# [Exercise task 1]
Rename "labor shortages" to "worker shortages" in the immigration passage, reproducing it from the words "There’s been no" through the words "new unforeseen ways.".

# [Quoted text]
____________

The Times, They Are A’Changin’

There’s been no White House acknowledgment that its policy of separating children from their parents smacks of Nazi concentration camps, but others seem to be catching on. Nor are they all bleeding-heart liberals, but instead business minds who are seeing that the administration’s anti-immigrant bias is having unintended consequences. This is particularly true in terms of labor shortages for menial jobs that Americans (most of them Trumpers) refuse to do, but also in new unforeseen ways.


The proof is Pima County, Arizona, where county commissioners are leading the effort for a more humane and reasonable approach. They have the longest border with Mexico of any county in the nation, and last week these commissioners voted to stop accepting federal money that forces their sheriff’s office to work closely with ICE. And by the way, who thought up that chilling name? It used to be the Department of Immigration and Naturalization, and we still use “naturalization” when we talk about swearing-in ceremonies for new citizens. “ICE,” or Immigration and Customs Enforcement, was created in 2003, during Dubya’s administration. I don’t see them doing that much re customs, however, as we almost never hear anything about someone being arrested for failing to pay taxes on imports. Although Jeb’s wife should have, on the $19,000 worth of clothes that she brought from France.


But back to Pima County. The reason why the locals decided to stop cooperating with the feds was because of increased crime. No, not crime committed by immigrants, but instead because residents stopped reporting crime because of their fear of ICE. This area has a centuries-long history of Spanish-speaking people who move back and forth, often following agricultural jobs. Almost everyone has family on both sides of the border, and that worked fine until ICE came along. (Most ICE workers, by the way, are not federal employees, but instead are hired by contractors who make money by creating what amounts to a private army. The Constitution prohibits private armies, you know.)

____________

# [Material to process]
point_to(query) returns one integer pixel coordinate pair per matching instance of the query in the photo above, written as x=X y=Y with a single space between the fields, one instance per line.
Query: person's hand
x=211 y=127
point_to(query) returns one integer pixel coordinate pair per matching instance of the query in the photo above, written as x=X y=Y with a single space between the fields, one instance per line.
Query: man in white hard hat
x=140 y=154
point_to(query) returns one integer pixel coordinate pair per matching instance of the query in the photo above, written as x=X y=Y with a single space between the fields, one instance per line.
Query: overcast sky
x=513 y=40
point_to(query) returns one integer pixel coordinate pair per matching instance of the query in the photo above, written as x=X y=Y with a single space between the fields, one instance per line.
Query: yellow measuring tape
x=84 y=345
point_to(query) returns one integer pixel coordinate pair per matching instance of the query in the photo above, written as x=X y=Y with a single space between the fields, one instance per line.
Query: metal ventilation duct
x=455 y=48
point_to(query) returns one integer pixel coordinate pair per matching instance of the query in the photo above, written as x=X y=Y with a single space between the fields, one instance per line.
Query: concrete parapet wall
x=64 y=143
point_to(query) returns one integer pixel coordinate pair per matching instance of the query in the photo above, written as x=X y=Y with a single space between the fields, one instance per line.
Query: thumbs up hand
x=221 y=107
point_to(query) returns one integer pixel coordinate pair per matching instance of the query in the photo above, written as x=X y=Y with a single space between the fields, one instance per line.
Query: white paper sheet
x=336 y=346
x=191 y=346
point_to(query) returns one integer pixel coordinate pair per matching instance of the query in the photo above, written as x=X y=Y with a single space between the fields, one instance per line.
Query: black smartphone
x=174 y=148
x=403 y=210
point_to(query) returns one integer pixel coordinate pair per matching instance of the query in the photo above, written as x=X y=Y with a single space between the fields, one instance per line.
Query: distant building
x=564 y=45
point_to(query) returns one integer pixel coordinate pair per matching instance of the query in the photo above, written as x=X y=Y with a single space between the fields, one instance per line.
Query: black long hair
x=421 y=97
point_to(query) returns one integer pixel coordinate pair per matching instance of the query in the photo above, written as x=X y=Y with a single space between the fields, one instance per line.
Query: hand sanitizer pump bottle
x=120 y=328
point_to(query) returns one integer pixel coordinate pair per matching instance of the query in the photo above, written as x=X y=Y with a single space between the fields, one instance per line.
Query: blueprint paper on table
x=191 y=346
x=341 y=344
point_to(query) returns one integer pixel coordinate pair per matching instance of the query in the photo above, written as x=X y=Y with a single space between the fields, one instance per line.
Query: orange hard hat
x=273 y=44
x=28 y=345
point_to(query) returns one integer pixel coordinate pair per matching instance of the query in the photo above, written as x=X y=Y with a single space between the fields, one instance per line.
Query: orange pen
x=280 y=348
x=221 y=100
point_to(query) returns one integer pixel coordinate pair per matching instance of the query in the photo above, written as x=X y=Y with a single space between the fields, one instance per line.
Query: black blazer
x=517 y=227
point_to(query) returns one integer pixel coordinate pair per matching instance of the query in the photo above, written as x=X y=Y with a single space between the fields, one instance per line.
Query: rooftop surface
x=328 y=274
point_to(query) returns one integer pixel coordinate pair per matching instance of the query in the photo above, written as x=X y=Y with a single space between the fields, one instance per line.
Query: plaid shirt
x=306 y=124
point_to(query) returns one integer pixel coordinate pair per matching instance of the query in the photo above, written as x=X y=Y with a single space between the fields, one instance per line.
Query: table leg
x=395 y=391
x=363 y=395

____________

# [Exercise task 2]
Gather every row that holds the word "orange", matching its case exactly.

# [Problem solution 1]
There’s been no White House acknowledgment that its policy of separating children from their parents smacks of Nazi concentration camps, but others seem to be catching on. Nor are they all bleeding-heart liberals, but instead business minds who are seeing that the administration’s anti-immigrant bias is having unintended consequences. This is particularly true in terms of worker shortages for menial jobs that Americans (most of them Trumpers) refuse to do, but also in new unforeseen ways.

# [Problem solution 2]
Query: orange hard hat
Query: orange pen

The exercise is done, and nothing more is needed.